Render the material below as a Markdown table with the columns Row and Line, starting at the line that contains "Reviewer note: make sure each instance of the sky" and ending at the line that contains "[(527, 47)]". Number each row and skip any blank lines.

-- START OF Data for the task --

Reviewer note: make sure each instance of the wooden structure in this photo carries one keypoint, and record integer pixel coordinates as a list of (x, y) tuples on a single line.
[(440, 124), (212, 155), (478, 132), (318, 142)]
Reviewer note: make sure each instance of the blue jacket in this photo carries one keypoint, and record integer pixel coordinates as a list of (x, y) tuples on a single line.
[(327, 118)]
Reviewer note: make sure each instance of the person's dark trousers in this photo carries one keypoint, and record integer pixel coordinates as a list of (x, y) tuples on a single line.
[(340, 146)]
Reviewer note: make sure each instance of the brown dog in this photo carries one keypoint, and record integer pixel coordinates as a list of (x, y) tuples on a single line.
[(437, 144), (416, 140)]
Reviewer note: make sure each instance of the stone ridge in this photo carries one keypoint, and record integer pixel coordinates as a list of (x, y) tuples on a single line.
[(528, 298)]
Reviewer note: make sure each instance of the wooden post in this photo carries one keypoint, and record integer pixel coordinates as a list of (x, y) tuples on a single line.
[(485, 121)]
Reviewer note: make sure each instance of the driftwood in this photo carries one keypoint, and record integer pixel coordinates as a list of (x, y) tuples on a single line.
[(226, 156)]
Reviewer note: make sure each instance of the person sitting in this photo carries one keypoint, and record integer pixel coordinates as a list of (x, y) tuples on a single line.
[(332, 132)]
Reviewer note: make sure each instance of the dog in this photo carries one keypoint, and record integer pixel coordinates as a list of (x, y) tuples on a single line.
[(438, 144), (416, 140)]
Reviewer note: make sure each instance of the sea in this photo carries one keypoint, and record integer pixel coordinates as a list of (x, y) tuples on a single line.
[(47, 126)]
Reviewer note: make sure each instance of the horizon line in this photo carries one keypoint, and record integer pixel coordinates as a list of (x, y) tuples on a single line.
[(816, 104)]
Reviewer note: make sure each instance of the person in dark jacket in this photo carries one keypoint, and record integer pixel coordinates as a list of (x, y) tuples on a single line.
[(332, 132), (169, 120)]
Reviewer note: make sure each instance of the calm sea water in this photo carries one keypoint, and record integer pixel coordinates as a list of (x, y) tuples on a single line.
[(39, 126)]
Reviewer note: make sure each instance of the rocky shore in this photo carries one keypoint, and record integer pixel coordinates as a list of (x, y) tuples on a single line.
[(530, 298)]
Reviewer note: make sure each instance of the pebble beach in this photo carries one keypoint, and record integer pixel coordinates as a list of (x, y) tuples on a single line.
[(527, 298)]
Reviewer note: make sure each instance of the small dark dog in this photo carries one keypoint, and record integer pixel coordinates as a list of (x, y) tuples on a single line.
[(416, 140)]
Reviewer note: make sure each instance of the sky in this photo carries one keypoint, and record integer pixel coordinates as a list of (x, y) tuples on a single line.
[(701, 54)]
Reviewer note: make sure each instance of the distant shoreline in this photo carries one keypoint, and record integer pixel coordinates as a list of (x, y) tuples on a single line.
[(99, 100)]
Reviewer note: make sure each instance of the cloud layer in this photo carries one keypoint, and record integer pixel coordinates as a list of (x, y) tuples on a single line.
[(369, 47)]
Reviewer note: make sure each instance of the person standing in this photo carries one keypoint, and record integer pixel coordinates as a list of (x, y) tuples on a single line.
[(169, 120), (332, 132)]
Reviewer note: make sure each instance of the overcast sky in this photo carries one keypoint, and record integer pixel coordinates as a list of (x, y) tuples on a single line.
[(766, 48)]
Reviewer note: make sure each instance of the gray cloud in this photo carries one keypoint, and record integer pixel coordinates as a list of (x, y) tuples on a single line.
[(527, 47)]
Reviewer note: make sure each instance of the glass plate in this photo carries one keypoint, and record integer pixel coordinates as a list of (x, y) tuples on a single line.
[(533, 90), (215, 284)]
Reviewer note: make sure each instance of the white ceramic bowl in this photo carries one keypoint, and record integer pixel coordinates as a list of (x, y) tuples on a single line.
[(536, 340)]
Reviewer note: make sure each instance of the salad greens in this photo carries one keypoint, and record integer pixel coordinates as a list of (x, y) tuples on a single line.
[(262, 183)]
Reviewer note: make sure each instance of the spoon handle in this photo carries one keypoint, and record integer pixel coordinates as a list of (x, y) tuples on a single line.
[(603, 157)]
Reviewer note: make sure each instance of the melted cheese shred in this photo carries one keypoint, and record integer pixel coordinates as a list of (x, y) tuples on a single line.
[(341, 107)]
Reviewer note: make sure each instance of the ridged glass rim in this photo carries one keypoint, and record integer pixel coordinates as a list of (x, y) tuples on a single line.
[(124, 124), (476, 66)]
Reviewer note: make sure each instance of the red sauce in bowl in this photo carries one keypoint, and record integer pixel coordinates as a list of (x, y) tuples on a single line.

-- END OF Data for the task --

Right answer:
| Row | Line |
|---|---|
| 1 | Reviewer note: make sure each instance of the sky in this photo carries one keypoint, and record integer pixel coordinates as a list of (x, y) tuples on a single line. |
| 2 | [(701, 54)] |
| 3 | Reviewer note: make sure each instance of the distant shoreline in this photo carries one keypoint, and record integer pixel coordinates as a list of (x, y) tuples on a single line. |
| 4 | [(99, 100)] |
| 5 | Reviewer note: make sure each instance of the cloud layer in this photo carries one keypoint, and record integer pixel coordinates as a list of (x, y) tuples on a single line. |
| 6 | [(369, 47)] |
| 7 | Reviewer note: make sure each instance of the person standing in this photo carries one keypoint, and record integer pixel coordinates as a list of (x, y) tuples on a single line. |
| 8 | [(169, 120), (332, 132)] |
| 9 | Reviewer note: make sure each instance of the overcast sky in this photo carries one keypoint, and record integer pixel coordinates as a list of (x, y) tuples on a single line. |
| 10 | [(766, 48)] |
| 11 | Reviewer note: make sure each instance of the gray cloud in this photo carries one keypoint, and record integer pixel coordinates as a list of (x, y) tuples on a single line. |
| 12 | [(527, 47)] |